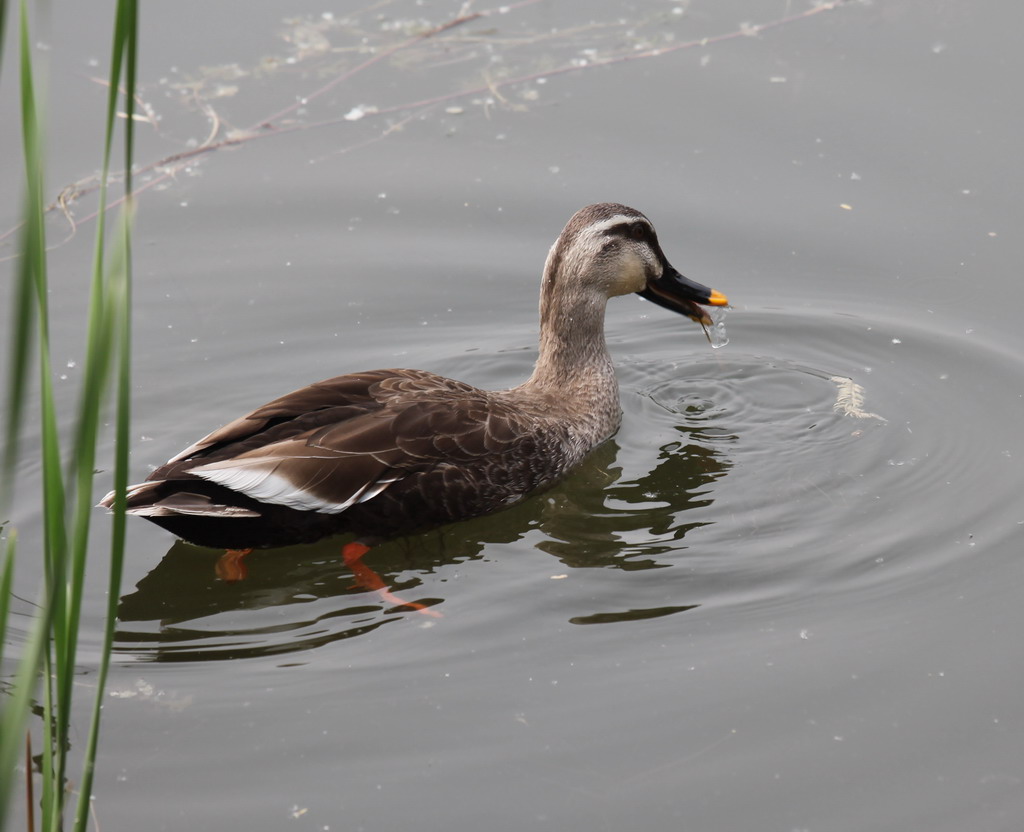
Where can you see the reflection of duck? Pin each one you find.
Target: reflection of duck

----

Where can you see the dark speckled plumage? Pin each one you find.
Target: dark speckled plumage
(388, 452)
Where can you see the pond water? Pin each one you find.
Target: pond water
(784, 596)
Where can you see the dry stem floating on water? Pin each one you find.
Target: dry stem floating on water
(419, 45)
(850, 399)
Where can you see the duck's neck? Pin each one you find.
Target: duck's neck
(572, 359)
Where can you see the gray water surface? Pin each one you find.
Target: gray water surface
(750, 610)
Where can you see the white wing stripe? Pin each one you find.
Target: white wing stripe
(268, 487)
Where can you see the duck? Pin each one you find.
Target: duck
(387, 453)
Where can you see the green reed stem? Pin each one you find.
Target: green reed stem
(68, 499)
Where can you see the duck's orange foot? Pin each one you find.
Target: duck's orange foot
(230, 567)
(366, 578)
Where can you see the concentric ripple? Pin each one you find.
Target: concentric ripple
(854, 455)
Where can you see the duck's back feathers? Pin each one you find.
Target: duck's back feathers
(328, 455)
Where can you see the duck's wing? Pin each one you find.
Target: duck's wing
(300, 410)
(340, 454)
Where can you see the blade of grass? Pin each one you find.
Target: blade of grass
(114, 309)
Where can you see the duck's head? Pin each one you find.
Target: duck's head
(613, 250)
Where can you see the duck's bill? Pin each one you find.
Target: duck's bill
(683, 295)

----

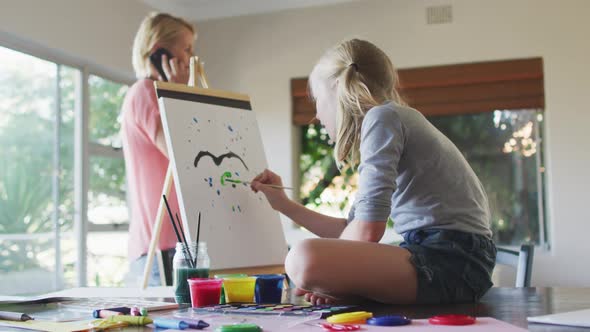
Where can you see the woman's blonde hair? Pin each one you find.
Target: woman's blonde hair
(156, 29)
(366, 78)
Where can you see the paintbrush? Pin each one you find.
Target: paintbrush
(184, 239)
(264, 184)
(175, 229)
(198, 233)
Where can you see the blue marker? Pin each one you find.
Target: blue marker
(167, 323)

----

Tally the lines above that contain the string "grass" with matching case, and reply with only that number.

§ **Final result**:
2